>> begin Passage provided
The next day we went to the Whitney Museum

My godson really loved the architecture of the building.

From there we walked a little bit on the High Line – such a cool place and such different view of the city.

Then we visited The Ink Pad since my godson wanted to get some watercolor paints and fine liners he had tried out in the morning in my studio. He is a really good sketcher- proud auntie here. Funny enough we bumped into Seth Apter, who had just also come from the Whitney and The High Line (you see- this is the way to go ;) ) .

And then we had a nice lunch at my favorite NY-Style pizza places – Village Pizza – and yes- he did it right – no fork and knife :)

On the way to the Washington Square Park we stopped at a party supply store…because seriously guys…nothing screams AMERICA more than a place like that ;) We took some pictures in case he would decide to become a famous rockstar …you never know when you need an album cover ;)

We then spent some time in the park watching street performers and people. It was HOT

A little bit more walking on Broadway to see the Flatiron Building 

And the Empire State Building.

And of course we couldn’t pass this photo option …oh – I love this so much !!!

And then we waited for my husband at Union Square and watched more people …if you are offended by the sign …sorry not sorry !

We took the subway to go to the Mets Stadium in Queens to watch a Mets vs. Yankees Baseball game. Pretty cool – you see the subway in the background, planes are flying over your head and you are just have a good time. Well – the boys did – they both played basketball when they were younger …I …to be honest…well…let’s put it that way…it is a biiiiiiittttt lonnnnnnnnggggg – but ok , my feet were pretty happy to sit for hours and hours- LOL

The third day was a bit tough as it was raining quite bad and it was really humid. We went to the Guggenheim Museum (more later)
>> end Passage provided
>> begin Records for processing
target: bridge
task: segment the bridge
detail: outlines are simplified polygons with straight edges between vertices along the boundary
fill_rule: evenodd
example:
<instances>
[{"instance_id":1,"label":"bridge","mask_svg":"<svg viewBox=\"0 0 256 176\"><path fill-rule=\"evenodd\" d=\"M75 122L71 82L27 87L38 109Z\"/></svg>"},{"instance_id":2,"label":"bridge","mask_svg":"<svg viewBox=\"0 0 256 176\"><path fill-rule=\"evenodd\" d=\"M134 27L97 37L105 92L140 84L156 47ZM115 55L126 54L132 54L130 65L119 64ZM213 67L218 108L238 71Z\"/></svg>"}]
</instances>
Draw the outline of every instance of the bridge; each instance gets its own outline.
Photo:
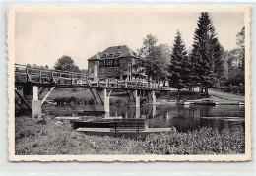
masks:
<instances>
[{"instance_id":1,"label":"bridge","mask_svg":"<svg viewBox=\"0 0 256 176\"><path fill-rule=\"evenodd\" d=\"M74 88L90 89L94 101L100 111L109 112L109 99L112 90L122 89L127 96L140 107L140 96L156 103L156 91L169 91L168 87L148 83L145 80L116 80L108 78L90 78L86 74L52 70L45 68L28 67L15 64L15 93L20 98L16 104L32 112L32 117L41 117L41 106L55 88ZM39 96L48 89L44 97Z\"/></svg>"}]
</instances>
>> end Records for processing
Tasks for this exercise:
1. Retype the New York trip post from "The next day" to "of the city.".
2. Rewrite the entries with "Draw" replaced by "Trace" and everything else unchanged, leaving the pictures out.
The New York trip post and the entries are separate, unrelated material.

Expected answers:
1.
The next day we went to the Whitney Museum

My godson really loved the architecture of the building.

From there we walked a little bit on the High Line – such a cool place and such different view of the city.

2.
target: bridge
task: segment the bridge
detail: outlines are simplified polygons with straight edges between vertices along the boundary
fill_rule: evenodd
example:
<instances>
[{"instance_id":1,"label":"bridge","mask_svg":"<svg viewBox=\"0 0 256 176\"><path fill-rule=\"evenodd\" d=\"M75 122L71 82L27 87L38 109Z\"/></svg>"},{"instance_id":2,"label":"bridge","mask_svg":"<svg viewBox=\"0 0 256 176\"><path fill-rule=\"evenodd\" d=\"M134 27L97 37L105 92L140 84L156 47ZM115 55L126 54L132 54L130 65L119 64ZM213 67L218 108L238 71Z\"/></svg>"}]
</instances>
Trace the outline of every instance of the bridge; each instance gets its own outline.
Photo:
masks:
<instances>
[{"instance_id":1,"label":"bridge","mask_svg":"<svg viewBox=\"0 0 256 176\"><path fill-rule=\"evenodd\" d=\"M74 88L90 89L94 101L100 111L109 112L109 99L112 90L122 89L127 96L140 107L140 96L156 103L156 91L169 91L168 87L148 83L145 80L116 80L108 78L90 78L86 74L52 70L45 68L28 67L15 64L15 93L20 98L16 104L32 112L32 117L41 117L41 106L55 88ZM39 96L48 89L44 97Z\"/></svg>"}]
</instances>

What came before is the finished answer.